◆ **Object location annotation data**
-=-=-

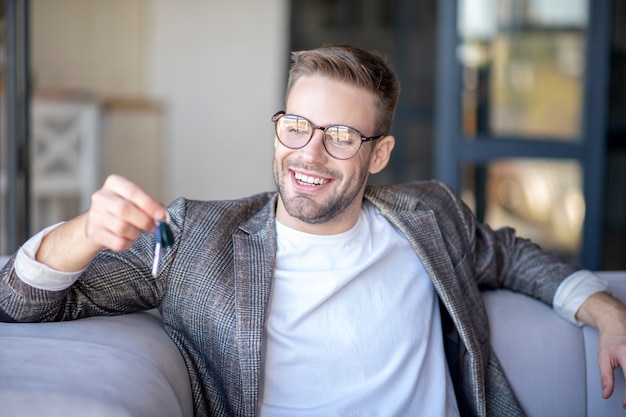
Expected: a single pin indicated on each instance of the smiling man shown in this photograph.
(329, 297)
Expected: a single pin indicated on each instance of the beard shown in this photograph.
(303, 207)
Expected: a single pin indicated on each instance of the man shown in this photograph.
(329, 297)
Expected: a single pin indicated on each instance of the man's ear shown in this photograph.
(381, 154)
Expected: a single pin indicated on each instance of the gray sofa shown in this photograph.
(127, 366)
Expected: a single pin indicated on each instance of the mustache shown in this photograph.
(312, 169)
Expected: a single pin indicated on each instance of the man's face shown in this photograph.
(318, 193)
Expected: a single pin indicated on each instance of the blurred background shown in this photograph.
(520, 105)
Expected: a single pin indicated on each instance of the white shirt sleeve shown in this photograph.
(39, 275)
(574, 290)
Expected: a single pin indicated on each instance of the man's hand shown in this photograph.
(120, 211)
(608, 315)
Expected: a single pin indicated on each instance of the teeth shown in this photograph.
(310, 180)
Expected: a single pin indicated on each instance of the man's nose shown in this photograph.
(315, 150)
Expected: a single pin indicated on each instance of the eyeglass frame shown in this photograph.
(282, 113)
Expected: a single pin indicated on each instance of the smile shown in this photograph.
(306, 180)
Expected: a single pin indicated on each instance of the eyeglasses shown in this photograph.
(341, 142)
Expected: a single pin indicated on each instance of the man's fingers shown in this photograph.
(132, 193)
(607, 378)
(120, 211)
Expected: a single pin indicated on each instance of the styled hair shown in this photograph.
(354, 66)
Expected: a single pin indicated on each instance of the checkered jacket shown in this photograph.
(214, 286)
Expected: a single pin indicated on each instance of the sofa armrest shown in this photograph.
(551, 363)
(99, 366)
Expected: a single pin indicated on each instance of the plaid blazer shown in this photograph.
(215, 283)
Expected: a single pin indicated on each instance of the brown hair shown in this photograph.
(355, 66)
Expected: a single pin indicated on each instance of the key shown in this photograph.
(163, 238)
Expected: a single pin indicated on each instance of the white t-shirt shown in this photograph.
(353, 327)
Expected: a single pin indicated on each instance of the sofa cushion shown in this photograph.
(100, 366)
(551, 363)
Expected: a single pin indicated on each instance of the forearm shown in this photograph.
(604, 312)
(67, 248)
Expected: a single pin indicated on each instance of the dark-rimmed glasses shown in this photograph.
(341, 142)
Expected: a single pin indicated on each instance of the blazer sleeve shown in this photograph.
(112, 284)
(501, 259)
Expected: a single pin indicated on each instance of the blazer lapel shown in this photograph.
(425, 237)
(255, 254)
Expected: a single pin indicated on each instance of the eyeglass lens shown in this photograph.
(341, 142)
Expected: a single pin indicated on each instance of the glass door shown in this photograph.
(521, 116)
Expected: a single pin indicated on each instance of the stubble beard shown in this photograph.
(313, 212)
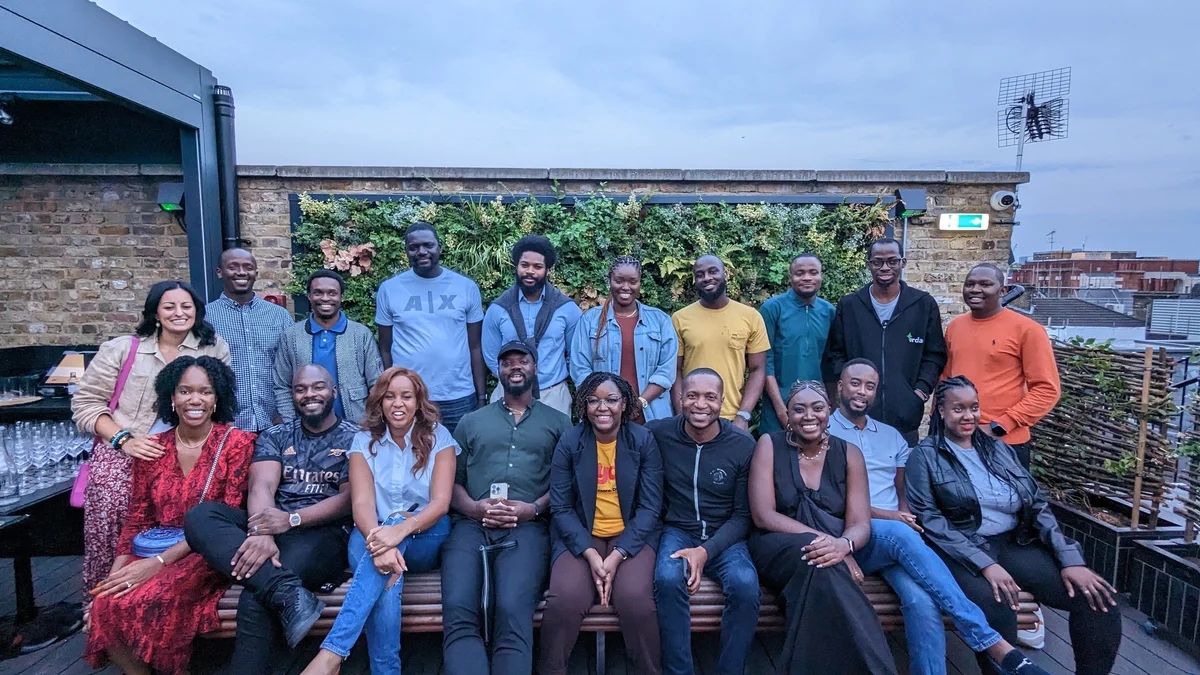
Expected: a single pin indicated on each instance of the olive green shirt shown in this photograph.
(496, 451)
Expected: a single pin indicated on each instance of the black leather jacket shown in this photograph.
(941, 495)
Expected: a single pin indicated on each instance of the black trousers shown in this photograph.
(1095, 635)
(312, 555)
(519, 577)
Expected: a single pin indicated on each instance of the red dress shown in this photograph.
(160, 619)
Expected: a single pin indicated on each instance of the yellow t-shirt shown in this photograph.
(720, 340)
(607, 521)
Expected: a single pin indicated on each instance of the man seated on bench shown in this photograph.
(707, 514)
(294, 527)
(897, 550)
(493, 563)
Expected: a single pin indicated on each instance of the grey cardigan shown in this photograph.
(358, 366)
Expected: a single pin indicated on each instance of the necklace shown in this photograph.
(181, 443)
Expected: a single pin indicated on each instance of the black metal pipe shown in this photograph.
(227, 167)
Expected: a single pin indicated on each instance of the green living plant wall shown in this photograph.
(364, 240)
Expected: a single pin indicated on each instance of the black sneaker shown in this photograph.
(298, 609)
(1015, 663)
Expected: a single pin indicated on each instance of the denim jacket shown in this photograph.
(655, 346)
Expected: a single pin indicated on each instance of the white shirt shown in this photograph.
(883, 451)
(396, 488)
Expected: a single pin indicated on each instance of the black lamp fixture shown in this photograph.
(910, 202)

-=-=-

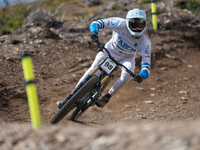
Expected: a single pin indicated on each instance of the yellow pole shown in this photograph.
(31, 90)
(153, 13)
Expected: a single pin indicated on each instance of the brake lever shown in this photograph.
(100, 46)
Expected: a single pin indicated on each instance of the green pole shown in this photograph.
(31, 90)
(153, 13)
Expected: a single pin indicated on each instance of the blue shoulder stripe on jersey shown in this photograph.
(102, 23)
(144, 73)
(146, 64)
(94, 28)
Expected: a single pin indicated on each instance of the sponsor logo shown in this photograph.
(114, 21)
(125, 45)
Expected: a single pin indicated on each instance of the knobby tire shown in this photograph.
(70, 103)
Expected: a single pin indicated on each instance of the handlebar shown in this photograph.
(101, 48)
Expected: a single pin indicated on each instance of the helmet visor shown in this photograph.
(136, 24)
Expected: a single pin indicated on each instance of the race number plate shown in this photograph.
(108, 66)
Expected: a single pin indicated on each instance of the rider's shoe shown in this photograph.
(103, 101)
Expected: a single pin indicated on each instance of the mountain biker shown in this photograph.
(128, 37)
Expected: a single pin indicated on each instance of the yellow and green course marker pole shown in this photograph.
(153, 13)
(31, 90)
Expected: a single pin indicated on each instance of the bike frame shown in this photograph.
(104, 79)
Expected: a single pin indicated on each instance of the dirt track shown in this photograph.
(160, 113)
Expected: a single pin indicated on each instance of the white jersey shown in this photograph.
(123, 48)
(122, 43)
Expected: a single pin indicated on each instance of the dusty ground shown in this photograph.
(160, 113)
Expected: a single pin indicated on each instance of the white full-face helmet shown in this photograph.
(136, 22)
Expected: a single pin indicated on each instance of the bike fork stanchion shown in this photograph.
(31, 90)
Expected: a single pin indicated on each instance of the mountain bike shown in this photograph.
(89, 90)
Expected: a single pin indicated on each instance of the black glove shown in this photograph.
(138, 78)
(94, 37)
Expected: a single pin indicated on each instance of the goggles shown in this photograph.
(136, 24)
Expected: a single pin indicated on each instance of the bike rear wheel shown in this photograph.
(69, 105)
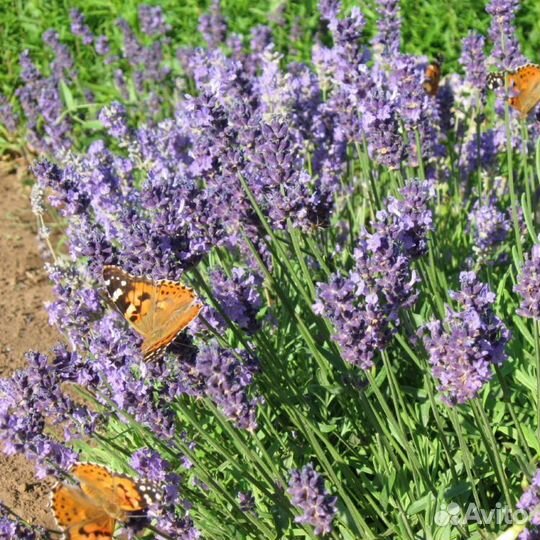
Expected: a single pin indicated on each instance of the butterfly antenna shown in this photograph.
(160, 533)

-=-=-

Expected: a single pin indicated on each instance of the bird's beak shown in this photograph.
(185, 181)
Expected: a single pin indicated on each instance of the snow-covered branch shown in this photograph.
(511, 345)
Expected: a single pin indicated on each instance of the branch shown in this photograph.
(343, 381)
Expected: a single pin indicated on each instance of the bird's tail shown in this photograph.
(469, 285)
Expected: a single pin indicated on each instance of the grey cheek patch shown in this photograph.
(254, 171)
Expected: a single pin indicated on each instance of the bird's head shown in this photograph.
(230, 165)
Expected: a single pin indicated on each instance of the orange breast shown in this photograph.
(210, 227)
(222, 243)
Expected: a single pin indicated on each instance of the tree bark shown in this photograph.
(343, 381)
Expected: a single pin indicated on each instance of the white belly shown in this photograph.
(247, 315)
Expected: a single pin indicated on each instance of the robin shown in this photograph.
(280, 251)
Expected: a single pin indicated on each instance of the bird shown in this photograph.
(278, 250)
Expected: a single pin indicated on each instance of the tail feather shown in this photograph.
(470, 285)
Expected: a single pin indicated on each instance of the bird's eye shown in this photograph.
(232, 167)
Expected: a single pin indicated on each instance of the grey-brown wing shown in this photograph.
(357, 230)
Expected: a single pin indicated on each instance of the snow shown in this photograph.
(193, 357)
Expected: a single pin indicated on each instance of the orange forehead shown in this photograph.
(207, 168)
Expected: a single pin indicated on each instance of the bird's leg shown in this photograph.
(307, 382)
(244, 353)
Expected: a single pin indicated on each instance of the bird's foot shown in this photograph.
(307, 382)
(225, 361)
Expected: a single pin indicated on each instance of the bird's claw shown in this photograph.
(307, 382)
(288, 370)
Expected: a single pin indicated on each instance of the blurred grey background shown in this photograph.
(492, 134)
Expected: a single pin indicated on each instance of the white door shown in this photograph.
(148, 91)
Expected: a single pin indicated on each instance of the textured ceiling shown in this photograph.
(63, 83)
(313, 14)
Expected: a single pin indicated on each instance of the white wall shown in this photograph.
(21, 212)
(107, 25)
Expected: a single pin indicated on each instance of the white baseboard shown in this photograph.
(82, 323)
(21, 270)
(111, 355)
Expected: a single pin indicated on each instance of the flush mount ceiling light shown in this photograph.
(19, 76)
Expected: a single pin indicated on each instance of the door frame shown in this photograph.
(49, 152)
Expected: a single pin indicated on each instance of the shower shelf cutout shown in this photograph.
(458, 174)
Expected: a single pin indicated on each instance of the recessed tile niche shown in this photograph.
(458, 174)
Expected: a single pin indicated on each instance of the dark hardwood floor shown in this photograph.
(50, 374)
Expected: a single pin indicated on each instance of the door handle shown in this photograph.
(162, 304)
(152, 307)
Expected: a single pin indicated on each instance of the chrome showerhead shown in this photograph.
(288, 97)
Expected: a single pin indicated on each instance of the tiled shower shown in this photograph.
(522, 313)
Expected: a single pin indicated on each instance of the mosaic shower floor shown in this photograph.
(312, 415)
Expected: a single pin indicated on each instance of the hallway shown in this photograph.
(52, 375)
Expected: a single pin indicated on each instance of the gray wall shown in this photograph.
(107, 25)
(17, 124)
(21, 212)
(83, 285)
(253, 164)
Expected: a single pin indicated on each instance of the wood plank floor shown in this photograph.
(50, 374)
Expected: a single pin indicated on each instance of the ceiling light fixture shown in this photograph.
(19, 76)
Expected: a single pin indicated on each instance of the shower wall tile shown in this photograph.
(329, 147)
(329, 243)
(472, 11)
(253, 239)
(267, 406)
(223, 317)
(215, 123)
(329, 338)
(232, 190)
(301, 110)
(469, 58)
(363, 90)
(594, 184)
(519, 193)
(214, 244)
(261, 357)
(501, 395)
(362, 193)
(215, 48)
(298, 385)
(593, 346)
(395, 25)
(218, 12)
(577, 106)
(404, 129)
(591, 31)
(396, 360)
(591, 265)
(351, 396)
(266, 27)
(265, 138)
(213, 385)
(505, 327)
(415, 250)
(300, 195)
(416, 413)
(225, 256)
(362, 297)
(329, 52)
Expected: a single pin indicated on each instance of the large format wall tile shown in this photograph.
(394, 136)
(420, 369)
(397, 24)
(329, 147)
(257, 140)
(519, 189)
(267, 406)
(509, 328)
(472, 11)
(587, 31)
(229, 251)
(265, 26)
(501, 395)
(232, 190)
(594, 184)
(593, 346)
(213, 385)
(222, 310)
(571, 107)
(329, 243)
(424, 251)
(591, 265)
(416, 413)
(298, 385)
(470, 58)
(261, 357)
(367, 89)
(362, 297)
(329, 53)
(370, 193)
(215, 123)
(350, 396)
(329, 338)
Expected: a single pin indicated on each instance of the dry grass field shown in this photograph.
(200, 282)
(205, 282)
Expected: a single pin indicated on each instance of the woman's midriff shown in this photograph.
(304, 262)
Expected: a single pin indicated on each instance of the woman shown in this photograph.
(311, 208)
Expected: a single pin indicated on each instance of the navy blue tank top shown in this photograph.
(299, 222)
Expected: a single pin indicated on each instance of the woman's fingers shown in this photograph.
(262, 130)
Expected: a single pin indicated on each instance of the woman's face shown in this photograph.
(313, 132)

-=-=-

◆ **STATED PROBLEM**
Pull out every line of the entries above that contains the string "light", and copy only those lines. Treat uppercase and lowercase as different.

◆ **EXERCISE RESULT**
Expected: a single pin indicated on each instance of the flush mount ceiling light shown in this photograph.
Expected: a single pin indicated on each instance of the ceiling light fixture shown in this photograph.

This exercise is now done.